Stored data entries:
........

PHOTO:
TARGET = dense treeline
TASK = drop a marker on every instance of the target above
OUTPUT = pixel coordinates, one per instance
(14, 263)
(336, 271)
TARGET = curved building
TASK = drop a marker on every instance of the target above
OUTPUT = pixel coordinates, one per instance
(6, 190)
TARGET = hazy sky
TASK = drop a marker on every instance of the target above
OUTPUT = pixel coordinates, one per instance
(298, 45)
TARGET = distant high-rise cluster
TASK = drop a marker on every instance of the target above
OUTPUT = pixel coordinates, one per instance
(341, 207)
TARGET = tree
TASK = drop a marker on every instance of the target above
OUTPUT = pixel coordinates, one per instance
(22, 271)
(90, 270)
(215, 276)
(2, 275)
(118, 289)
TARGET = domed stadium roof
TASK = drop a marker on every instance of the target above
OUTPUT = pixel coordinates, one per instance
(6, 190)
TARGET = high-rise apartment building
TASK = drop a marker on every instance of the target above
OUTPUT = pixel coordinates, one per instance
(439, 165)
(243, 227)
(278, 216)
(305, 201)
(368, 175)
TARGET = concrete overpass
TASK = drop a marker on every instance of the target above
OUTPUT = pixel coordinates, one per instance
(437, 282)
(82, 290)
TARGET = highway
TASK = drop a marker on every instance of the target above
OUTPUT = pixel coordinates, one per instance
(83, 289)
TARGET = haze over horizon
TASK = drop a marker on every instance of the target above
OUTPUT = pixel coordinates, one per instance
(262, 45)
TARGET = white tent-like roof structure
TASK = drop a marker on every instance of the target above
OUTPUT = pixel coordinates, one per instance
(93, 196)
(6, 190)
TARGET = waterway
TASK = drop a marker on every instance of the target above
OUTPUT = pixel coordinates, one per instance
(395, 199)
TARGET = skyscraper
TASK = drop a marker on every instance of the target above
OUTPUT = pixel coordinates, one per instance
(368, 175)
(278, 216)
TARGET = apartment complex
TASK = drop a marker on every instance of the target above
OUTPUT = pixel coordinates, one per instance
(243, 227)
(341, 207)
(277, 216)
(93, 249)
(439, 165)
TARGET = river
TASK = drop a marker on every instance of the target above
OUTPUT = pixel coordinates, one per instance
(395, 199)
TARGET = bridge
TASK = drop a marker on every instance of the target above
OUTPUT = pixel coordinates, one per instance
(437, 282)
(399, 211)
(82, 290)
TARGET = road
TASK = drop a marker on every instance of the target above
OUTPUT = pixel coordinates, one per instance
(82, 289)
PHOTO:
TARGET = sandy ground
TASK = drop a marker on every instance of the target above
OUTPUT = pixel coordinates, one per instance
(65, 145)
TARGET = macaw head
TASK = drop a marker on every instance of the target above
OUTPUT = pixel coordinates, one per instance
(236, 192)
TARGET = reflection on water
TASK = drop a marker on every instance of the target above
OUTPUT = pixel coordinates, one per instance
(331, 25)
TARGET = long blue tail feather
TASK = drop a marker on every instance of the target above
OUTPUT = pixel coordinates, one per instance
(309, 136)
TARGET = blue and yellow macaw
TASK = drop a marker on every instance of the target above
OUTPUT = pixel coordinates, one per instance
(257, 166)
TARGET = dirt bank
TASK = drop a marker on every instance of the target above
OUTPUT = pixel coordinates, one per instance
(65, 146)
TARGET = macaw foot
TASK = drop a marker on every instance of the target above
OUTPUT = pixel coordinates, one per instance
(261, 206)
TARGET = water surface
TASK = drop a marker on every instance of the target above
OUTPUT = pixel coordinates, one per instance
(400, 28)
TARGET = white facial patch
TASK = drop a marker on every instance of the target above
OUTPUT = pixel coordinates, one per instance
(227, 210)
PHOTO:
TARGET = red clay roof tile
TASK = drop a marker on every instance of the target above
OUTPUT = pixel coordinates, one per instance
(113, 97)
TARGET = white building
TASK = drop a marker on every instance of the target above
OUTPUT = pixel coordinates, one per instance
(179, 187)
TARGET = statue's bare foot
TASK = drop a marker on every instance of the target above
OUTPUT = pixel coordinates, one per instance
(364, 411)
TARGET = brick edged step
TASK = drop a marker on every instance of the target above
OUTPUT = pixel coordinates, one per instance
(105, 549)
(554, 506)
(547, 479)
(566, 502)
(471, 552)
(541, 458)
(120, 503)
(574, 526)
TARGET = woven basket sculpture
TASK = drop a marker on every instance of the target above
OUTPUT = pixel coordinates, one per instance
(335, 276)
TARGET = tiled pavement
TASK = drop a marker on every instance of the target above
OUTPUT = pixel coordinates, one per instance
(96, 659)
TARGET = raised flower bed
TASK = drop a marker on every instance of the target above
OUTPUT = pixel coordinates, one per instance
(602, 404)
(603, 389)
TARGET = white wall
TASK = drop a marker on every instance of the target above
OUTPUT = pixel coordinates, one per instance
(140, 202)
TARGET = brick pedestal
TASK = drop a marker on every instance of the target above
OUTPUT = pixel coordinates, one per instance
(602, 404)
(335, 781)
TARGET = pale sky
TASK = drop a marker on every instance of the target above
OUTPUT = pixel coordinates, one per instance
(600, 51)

........

◆ **Written instruction**:
Word for word, quote the lines from the line containing "TARGET = blue and yellow macaw" through the end of the material, both included, and nothing else.

◆ **Expected output**:
TARGET = blue and yellow macaw
TASK = drop a marker on every instance of the target above
OUTPUT = pixel coordinates, one per instance
(257, 166)
TARGET = dirt bank
TASK = drop a marker on every instance of the target above
OUTPUT = pixel coordinates, one per instance
(65, 146)
TARGET = macaw foot
TASK = drop a marker on every instance of the target above
OUTPUT = pixel coordinates, one per instance
(261, 206)
TARGET = water surface
TASK = drop a marker on every instance of the target above
OUTPUT = pixel coordinates, one per instance
(400, 28)
TARGET = white facial patch
TASK = drop a marker on every instance of the target above
OUTPUT = pixel coordinates, one per instance
(227, 210)
PHOTO:
TARGET = red clay roof tile
TASK = drop a marker on every instance of the target above
OUTPUT = pixel coordinates, one per instance
(113, 97)
TARGET = white building
TASK = drop a marker on every instance of the target above
OUTPUT = pixel coordinates, one per instance
(179, 187)
TARGET = statue's bare foot
TASK = drop a marker on every instance of the target above
OUTPUT = pixel coordinates, one per instance
(364, 411)
TARGET = brick edged step
TASK = drop a marker on every instance of the target above
OUTPUT = pixel coordinates, one per instance
(105, 549)
(554, 506)
(547, 479)
(566, 502)
(471, 552)
(541, 458)
(120, 503)
(574, 526)
TARGET = woven basket sculpture
TASK = drop a marker on every instance of the target above
OUTPUT = pixel coordinates, one per instance
(335, 276)
TARGET = tiled pavement
TASK = drop a marker on every instance of the target above
OUTPUT = pixel coordinates, one per instance
(96, 659)
TARGET = raised flower bed
TASK = drop a marker on every instance of the target above
OUTPUT = pixel coordinates, one per instance
(602, 404)
(603, 389)
TARGET = white wall
TASK = drop a marker on every instance of the target above
OUTPUT = pixel coordinates, one per instance
(140, 202)
TARGET = brick pedestal
TASK = drop a marker on every instance of the target above
OUTPUT = pixel coordinates, one per instance
(602, 404)
(335, 781)
TARGET = pale sky
TASK = drop a marker on every instance of the target above
OUTPUT = pixel coordinates, one per instance
(600, 51)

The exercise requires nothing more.